** BEGIN **

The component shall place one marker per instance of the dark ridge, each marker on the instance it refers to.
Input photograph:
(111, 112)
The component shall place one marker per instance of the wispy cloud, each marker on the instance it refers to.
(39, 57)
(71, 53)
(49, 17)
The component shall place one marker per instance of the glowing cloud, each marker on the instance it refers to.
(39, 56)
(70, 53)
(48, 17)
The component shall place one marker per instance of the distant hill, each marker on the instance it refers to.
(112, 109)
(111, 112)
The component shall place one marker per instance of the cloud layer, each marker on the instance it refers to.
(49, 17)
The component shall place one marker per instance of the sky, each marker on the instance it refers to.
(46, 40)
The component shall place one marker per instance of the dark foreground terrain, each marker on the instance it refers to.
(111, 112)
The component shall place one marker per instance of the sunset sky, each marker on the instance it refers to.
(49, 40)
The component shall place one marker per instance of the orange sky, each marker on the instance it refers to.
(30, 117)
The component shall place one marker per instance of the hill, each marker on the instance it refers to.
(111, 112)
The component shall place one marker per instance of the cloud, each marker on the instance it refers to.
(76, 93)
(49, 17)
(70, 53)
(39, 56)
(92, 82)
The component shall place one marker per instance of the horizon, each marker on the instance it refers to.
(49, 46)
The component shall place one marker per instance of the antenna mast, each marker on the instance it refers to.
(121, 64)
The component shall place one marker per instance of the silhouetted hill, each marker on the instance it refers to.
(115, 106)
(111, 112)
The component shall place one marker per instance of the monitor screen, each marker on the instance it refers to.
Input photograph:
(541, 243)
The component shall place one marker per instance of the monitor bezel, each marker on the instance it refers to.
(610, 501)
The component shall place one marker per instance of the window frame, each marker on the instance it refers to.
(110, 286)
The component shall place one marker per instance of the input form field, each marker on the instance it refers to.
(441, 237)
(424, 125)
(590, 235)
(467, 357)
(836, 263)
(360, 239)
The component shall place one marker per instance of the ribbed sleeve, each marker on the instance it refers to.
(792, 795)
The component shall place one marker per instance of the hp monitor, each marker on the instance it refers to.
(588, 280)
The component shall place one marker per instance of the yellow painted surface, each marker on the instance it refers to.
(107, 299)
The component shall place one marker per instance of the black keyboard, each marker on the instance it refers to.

** END **

> _WORK TO DO_
All lines from the one containing "monitor bezel, each" through the end of the records, both ends included, are to be quoted exactly; please add nothing else.

> _THE ANSWER_
The component shall place one marker per instance of the monitor bezel, each marker on the instance it refers to.
(610, 501)
The component shall place one marker per instance of the window frame, each marker on the instance it refers to.
(110, 286)
The component shall place one marker per instance of the input form field, each marker on the instance it refers to.
(441, 237)
(424, 125)
(590, 235)
(467, 357)
(836, 263)
(360, 239)
The component shall place one marker per instance of the ribbed sleeve, each marker on the instance it refers to.
(792, 795)
The component shall place one marker per instance of the hp monitor, each marker on the instance it refers to.
(588, 280)
The component shall place one marker per instance of the yellow painted surface, each marker on the instance it refers to.
(107, 299)
The component shall place one marker per instance of the black keyboard, each marker on the instance it refers to.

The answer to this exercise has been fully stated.